> What the task asks
Retype the data exactly, skipping any picture in it.

> Records shown
______________________________

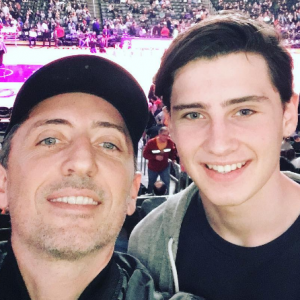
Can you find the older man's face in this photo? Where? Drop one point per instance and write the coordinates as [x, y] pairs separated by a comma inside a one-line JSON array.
[[71, 178]]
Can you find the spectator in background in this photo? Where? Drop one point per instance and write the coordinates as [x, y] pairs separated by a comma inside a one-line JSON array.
[[158, 151], [68, 203], [156, 31], [96, 27], [3, 50], [32, 36], [165, 32], [46, 33], [233, 232], [58, 34]]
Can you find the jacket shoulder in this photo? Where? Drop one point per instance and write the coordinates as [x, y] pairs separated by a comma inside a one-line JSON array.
[[137, 281], [3, 251]]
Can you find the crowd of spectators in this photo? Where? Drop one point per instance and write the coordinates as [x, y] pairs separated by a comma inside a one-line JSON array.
[[156, 18], [283, 14], [45, 19]]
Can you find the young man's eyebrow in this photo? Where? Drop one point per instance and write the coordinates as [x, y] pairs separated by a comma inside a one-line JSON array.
[[252, 98], [201, 105]]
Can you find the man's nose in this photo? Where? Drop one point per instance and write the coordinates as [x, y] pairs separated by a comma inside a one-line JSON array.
[[80, 159], [221, 139]]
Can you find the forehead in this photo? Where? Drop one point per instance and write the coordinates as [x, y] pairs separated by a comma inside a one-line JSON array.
[[223, 78], [70, 105]]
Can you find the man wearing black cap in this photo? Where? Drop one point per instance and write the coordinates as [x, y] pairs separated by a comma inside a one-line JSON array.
[[68, 176]]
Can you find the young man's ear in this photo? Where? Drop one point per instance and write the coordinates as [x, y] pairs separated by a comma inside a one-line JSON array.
[[3, 184], [131, 202], [290, 116]]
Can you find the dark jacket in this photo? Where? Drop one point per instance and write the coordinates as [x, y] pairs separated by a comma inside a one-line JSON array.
[[134, 281]]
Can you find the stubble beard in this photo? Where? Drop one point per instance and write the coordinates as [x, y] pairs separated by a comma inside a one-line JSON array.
[[61, 243]]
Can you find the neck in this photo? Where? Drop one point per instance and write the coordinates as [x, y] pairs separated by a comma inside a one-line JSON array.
[[48, 278], [260, 219]]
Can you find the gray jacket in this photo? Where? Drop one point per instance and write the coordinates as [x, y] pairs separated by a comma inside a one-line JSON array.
[[154, 241]]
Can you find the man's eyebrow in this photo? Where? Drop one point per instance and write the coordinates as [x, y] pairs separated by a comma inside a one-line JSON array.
[[201, 105], [102, 124], [252, 98], [51, 122], [191, 105]]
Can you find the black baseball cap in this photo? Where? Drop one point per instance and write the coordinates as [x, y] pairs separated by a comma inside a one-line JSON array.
[[86, 74]]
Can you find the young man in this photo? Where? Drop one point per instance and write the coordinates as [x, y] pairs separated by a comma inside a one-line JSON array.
[[234, 233], [68, 177]]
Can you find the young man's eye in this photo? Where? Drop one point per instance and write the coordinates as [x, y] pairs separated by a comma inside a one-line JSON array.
[[50, 141], [193, 116], [109, 146], [245, 112]]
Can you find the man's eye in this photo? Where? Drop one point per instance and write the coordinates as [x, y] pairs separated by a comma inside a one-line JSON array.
[[109, 146], [193, 115], [49, 141], [245, 112]]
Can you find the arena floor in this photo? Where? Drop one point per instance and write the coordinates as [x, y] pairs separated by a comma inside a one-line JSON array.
[[21, 61]]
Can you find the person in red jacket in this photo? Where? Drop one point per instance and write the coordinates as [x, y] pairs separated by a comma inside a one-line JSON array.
[[59, 34], [158, 150]]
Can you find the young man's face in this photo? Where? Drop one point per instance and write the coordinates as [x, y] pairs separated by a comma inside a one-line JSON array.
[[70, 177], [227, 121]]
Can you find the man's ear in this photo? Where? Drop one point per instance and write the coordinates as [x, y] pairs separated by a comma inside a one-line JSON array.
[[290, 116], [3, 184], [131, 202]]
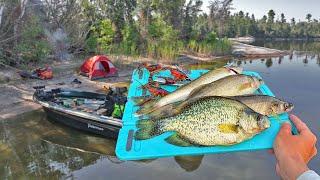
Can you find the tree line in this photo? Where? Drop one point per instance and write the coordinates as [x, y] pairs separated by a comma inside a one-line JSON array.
[[32, 30]]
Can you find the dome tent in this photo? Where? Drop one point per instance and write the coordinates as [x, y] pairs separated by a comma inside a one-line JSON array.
[[98, 67]]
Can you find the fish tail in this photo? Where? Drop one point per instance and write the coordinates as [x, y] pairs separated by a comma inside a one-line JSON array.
[[147, 129], [147, 107], [139, 101]]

______________________________

> Answer to the problem
Can you find the older man's face in this photo? Where? Drop one point per instance and write the coordinates as [x, y] pairs separated by a comma inside a one-line JSON array.
[[71, 178]]
Can you find the spectator in background in this photo? Where? Drop one point per instance and write the coordinates as [x, y] pairs separated by a comma inside a one-line JSON array.
[[158, 151], [68, 203], [156, 31], [96, 27], [3, 50], [32, 36], [165, 32], [46, 33], [233, 232], [58, 34]]
Can you find the jacket shoulder in this photo? Where? Drop one point per instance and write the coordinates as [x, y] pairs separated by a comma inside a one-line JSON array.
[[137, 281], [3, 251]]
Can you find the crowd of spectators in this photo? Where? Drop one point per instance and write the coordinates as [x, y] pairs separated by a comma inside a one-line JSON array.
[[156, 18], [283, 14], [45, 19]]
Can you find the young man's eyebrow in this photo? Where? Drop one point per instance and write the coordinates as [x, y] pairs separated by a comma inside a one-line JSON array.
[[252, 98], [201, 105]]
Can you find the man's nose in this photo? Where? Drop one point per instance and write the coordinates as [x, y] pairs separated by a comma inside a one-line JSON array.
[[80, 159], [221, 139]]
Can you find the forehead in this photo? Where? Drop one point per instance and write the coordinates as [x, y] pairs separated by a comma inside a one-line JSON array.
[[223, 78], [70, 105]]
Can you find the man wearing black cap in this photo? Where? Drop one point per instance and write the coordinates as [x, y] pairs separated by a comma inside a one-line JSON array.
[[68, 176]]
Can you find the young man's ear in this photo? Where? Drop one point per instance and write the coordinates as [x, y] pairs separated by a comma inside a one-line JSON array.
[[3, 184], [131, 202], [290, 116]]
Can you find the dark jacket in this photo? Where? Drop one point per instance and write the coordinates as [x, y] pairs separated by a comma inside a one-line JSON array.
[[134, 281]]
Can you find the stubble beard in this photo? Where? Drop one point per instance and write the coordinates as [x, y] pairs separated by a comma inside a one-line JSON array.
[[61, 243]]
Can you find the neck in this photo? Where? Drop one point per instance and write the coordinates as [x, y] pairs separated by a comma inside a one-line JSON array.
[[48, 278], [260, 219]]
Can you find the gray jacket in this photo? Where? Drop one point per instance and write the coordinates as [x, y] pairs separated by a comma inside a one-line JSON array.
[[154, 241]]
Can you find the man's eyebrow in this photo? Where? Drop one point per instance and write the coordinates as [x, y] pairs separated by a comma inside a one-line JSON array.
[[201, 105], [102, 124], [252, 98], [51, 122], [191, 105]]
Can you find the black baseball cap in this photo? Where? Drop one point per instance and write the coordinates as [x, y] pairs separated by a comma inside a one-line JSON array.
[[86, 74]]
Can you find the young man in this photo? Where? Drop one point per instance and write the coordinates as [x, y] pairs separated by a comma inside a one-line JSON array.
[[234, 233], [68, 177]]
Can you find the young man's eye in this photo? Where? Drop one point per instance and write the coordinates as [x, y] pairs separated by a comma inside a one-line JSON array.
[[50, 141], [193, 116], [109, 146], [245, 112]]
Can you find the man's eye in this photo? Where? Drop one point per instance and write the coordinates as [x, y] pairs separated by a comma inside a one-line JSON array.
[[109, 146], [193, 115], [49, 141], [245, 112]]
Can you find the arena floor in this photo? Where? Drop one point per instance and write the coordinates as [x, y] pairs separated by a comma inside a one-line JSON array.
[[21, 61]]
Can you find the person in red jacket in this photo? Where? Drop one point per instance and write the coordinates as [x, y] pairs separated by a comma inside a one-line JSON array.
[[59, 34], [158, 150]]
Can you find the young man's face in this photo? Where? Drop one point per instance and write the coordinates as [x, y] pairs separated by a comma inside a one-line JSON array.
[[70, 177], [227, 121]]
Can you find the man's ear in this photo? Where? Drop one point per instance and write the coordinates as [x, y] pairs separated by a comma inside a one-line JSON array.
[[290, 116], [3, 184], [131, 202]]
Can you find the tree line in this photo? Where? Drop one point per instance and write the coordinates as [x, y] pairs separated by a comma inside a one-line JSON array.
[[32, 30]]
Can you find the dome tent in this photo? Where? Drop one point per instance and write the coordinates as [x, y] pairs separated by a comma inside a one-line JSON array.
[[98, 67]]
Can you find the fish tail in this photo? Where? Drop one point per instance and write the coordinates as [x, y] pairs separated by a comma inside a one-line JSON array.
[[147, 129], [147, 107], [139, 101]]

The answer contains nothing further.